──────── Extracted data ────────
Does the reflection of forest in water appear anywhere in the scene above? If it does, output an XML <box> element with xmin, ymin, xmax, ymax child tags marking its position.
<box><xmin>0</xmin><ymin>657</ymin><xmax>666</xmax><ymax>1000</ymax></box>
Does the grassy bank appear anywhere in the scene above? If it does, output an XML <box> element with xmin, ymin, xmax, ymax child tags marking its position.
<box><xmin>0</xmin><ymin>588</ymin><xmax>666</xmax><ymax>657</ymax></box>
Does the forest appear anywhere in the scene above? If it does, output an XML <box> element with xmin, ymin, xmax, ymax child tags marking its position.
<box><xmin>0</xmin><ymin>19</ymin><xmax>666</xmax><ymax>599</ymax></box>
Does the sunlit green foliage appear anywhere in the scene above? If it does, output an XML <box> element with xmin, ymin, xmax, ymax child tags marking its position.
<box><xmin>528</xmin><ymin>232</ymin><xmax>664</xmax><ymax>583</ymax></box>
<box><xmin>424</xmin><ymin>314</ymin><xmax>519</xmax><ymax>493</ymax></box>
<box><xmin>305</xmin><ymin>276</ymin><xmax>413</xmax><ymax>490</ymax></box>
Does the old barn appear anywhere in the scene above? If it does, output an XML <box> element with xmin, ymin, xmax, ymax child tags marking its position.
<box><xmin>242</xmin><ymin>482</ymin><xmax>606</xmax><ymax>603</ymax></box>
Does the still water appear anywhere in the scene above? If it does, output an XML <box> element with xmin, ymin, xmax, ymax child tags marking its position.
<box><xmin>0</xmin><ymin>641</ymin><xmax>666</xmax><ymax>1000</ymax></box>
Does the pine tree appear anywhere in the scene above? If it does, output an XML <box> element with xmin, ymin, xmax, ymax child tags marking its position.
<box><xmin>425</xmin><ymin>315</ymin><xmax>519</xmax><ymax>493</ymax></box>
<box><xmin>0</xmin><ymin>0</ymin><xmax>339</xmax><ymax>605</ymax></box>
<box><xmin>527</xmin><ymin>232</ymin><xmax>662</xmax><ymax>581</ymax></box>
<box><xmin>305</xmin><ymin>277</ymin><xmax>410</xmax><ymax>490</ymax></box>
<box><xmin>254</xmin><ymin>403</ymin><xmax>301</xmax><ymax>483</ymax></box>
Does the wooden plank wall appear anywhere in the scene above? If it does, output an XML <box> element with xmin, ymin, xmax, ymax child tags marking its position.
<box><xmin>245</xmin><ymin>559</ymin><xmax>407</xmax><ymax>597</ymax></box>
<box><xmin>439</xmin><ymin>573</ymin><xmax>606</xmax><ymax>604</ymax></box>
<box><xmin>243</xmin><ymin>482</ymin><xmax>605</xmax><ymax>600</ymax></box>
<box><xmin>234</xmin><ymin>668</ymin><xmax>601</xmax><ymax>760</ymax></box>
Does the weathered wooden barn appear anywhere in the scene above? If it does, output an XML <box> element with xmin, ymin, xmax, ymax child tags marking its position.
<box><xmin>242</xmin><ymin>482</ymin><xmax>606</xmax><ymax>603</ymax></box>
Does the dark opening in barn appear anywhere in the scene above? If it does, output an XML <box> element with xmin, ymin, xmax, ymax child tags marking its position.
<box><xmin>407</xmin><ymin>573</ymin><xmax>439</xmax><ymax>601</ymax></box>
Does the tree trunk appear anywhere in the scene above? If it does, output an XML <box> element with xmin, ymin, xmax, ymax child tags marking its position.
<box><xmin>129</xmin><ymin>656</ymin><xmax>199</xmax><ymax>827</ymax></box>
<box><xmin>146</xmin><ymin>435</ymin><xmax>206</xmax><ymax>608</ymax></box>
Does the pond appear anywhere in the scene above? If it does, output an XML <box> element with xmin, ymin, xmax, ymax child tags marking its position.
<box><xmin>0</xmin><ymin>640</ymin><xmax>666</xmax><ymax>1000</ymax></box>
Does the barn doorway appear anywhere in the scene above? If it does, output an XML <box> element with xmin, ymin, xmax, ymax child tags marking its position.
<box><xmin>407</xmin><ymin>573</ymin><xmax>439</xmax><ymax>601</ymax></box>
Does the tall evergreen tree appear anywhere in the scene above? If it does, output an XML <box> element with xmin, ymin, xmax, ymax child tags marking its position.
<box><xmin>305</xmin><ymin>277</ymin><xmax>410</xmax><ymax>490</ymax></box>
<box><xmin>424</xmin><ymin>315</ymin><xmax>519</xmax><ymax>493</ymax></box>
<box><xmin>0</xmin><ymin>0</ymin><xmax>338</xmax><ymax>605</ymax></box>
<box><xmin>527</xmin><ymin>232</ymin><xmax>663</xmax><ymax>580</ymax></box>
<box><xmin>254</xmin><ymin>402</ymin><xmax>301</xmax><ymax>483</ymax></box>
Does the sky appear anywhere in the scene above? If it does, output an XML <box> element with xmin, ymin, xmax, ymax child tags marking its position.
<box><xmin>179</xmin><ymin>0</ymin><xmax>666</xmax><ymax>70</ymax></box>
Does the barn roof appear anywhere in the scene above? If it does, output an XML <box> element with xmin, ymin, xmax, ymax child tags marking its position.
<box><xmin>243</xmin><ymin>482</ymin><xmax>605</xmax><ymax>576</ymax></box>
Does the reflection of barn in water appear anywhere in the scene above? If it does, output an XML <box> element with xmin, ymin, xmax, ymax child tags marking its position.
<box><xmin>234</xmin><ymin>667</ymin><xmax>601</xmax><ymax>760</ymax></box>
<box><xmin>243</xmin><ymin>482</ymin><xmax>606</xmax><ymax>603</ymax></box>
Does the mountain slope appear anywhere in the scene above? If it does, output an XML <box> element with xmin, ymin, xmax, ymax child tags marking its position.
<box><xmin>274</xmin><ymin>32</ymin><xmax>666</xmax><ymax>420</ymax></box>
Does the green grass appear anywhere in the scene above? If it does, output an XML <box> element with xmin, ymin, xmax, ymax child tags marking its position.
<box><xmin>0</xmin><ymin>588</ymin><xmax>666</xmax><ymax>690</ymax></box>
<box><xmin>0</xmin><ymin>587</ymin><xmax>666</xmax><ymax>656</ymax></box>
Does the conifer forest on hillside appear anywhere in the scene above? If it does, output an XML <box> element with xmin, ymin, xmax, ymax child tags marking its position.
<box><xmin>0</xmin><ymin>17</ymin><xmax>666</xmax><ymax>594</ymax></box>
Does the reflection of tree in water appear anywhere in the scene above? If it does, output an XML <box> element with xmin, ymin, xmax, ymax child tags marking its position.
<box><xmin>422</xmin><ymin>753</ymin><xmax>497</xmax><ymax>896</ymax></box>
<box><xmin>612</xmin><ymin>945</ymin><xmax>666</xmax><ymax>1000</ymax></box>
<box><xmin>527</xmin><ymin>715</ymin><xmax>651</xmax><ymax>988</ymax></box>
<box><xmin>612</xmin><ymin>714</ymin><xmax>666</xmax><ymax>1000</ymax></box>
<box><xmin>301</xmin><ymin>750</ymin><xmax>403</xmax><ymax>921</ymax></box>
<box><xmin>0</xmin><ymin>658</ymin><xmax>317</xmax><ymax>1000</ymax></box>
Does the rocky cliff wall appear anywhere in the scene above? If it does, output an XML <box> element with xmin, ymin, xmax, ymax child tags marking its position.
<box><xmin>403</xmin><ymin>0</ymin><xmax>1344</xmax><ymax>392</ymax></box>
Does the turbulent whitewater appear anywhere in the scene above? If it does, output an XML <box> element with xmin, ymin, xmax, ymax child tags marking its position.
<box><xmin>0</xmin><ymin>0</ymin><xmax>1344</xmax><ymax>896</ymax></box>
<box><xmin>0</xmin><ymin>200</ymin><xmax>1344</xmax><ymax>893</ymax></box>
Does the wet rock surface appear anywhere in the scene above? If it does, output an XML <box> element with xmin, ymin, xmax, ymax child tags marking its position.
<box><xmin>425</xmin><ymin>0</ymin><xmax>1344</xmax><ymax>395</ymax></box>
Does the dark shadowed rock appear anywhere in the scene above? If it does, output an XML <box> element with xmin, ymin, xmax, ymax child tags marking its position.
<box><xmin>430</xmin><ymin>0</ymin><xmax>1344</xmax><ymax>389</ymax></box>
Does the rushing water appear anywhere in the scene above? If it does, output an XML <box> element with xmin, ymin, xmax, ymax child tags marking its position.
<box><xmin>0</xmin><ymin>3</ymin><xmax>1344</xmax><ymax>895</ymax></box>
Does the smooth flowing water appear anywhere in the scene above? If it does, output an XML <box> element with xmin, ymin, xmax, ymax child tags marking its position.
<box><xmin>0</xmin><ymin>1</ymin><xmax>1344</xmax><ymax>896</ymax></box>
────────
Stated problem
Your task is to reproduce, exactly and exclusively, the lines from the one holding "Does the wet" through the final line of the listing.

Written answer
Does the wet rock surface appear anywhere in the scene above? If it does, output an XML <box> element with xmin, ymin, xmax, ymax child tags marking its position.
<box><xmin>425</xmin><ymin>0</ymin><xmax>1344</xmax><ymax>395</ymax></box>
Does the dark shadowed rock appear anywhere in the scene above? If it does, output an XML <box> element with xmin, ymin, xmax, ymax child tags marking its position.
<box><xmin>430</xmin><ymin>0</ymin><xmax>1344</xmax><ymax>389</ymax></box>
Does the rushing water appear anywhere in the scene above? If it does, output an XML <box> element with xmin, ymin, xmax, ymax child tags marking its position.
<box><xmin>0</xmin><ymin>3</ymin><xmax>1344</xmax><ymax>895</ymax></box>
Does the smooth flowing water appear anywhere in the scene above? If it does, output an XML <box> element with xmin, ymin, xmax, ymax child tags marking its position.
<box><xmin>0</xmin><ymin>1</ymin><xmax>1344</xmax><ymax>896</ymax></box>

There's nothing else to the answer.